- [Records to use]
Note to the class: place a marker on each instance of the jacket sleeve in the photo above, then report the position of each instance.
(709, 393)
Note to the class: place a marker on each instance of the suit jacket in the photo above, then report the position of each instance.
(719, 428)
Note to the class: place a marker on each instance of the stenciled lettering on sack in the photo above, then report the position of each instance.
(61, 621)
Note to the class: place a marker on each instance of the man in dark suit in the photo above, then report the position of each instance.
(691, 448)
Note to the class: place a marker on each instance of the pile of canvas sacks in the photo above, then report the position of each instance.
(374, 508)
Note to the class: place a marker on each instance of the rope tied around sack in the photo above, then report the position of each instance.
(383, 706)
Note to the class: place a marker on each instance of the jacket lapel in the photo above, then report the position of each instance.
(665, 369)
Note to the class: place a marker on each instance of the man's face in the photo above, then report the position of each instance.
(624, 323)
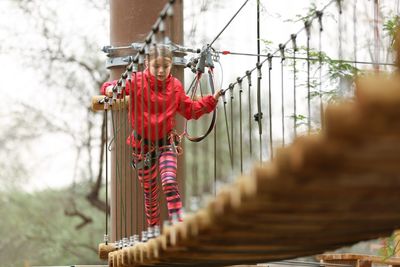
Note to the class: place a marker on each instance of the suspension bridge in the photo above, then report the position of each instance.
(311, 188)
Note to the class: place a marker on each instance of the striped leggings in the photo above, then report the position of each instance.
(166, 167)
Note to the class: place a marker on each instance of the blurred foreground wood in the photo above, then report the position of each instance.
(357, 260)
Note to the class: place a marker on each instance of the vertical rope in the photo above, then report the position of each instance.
(133, 92)
(248, 74)
(123, 151)
(259, 77)
(215, 158)
(283, 103)
(270, 106)
(239, 80)
(227, 133)
(321, 106)
(232, 124)
(376, 35)
(106, 185)
(294, 47)
(355, 32)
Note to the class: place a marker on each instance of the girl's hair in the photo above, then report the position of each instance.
(160, 51)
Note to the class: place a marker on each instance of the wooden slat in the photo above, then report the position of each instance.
(322, 192)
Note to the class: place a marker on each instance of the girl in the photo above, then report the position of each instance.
(156, 96)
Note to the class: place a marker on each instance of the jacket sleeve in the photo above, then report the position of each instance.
(194, 109)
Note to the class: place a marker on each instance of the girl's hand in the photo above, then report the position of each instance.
(217, 94)
(109, 91)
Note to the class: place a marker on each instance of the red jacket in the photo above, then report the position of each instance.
(165, 101)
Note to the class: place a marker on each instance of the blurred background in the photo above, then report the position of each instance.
(52, 202)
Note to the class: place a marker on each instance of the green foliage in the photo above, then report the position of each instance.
(390, 25)
(311, 13)
(36, 231)
(268, 45)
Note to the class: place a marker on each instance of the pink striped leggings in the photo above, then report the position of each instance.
(166, 167)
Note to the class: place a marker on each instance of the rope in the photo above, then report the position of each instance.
(106, 137)
(285, 43)
(294, 46)
(240, 124)
(270, 107)
(259, 114)
(229, 22)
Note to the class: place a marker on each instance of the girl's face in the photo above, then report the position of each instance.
(160, 67)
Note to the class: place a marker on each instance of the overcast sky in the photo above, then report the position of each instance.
(19, 82)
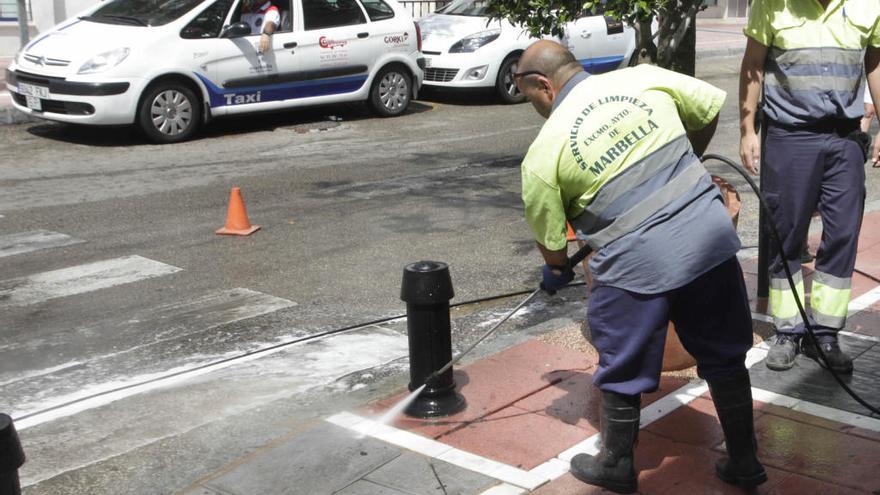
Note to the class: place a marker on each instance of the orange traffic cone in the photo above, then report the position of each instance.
(237, 222)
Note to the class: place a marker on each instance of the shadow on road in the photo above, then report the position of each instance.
(302, 121)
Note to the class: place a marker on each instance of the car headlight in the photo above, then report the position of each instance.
(474, 41)
(104, 61)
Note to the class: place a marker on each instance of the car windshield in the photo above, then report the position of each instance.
(142, 12)
(471, 8)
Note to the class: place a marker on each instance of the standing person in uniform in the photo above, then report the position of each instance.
(809, 56)
(618, 158)
(263, 18)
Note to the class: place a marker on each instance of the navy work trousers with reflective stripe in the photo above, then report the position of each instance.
(809, 170)
(711, 316)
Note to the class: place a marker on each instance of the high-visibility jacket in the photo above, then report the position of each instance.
(816, 57)
(615, 160)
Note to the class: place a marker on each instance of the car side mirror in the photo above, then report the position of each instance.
(613, 25)
(236, 30)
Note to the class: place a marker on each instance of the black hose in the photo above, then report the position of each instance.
(778, 241)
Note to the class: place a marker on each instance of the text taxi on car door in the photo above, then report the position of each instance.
(170, 65)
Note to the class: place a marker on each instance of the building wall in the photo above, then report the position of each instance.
(46, 14)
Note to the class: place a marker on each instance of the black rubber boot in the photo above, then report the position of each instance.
(837, 360)
(733, 401)
(612, 468)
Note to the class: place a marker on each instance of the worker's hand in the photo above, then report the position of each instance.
(875, 152)
(264, 43)
(556, 277)
(750, 152)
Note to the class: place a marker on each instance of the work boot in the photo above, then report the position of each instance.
(612, 468)
(733, 402)
(782, 352)
(837, 360)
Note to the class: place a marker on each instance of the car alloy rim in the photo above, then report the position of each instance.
(510, 83)
(171, 112)
(393, 91)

- [What needs to be done]
Your task is to write out the lines from the one with "of the worker's" through the end of the records, exactly and with nothing added.

- [Solution to this task]
Note to the class: place a marker on each instance of the worker's hand in the photo above, then report the position of each instance.
(875, 152)
(264, 43)
(556, 277)
(750, 152)
Note to the class: place a marker on each instance of the work boot in the photo above, then report the position of each instance.
(612, 468)
(733, 402)
(782, 352)
(837, 360)
Note to the class: place a marker on each instance of the car alloy rim in the photo above, then report the position of each instance.
(510, 83)
(171, 112)
(393, 91)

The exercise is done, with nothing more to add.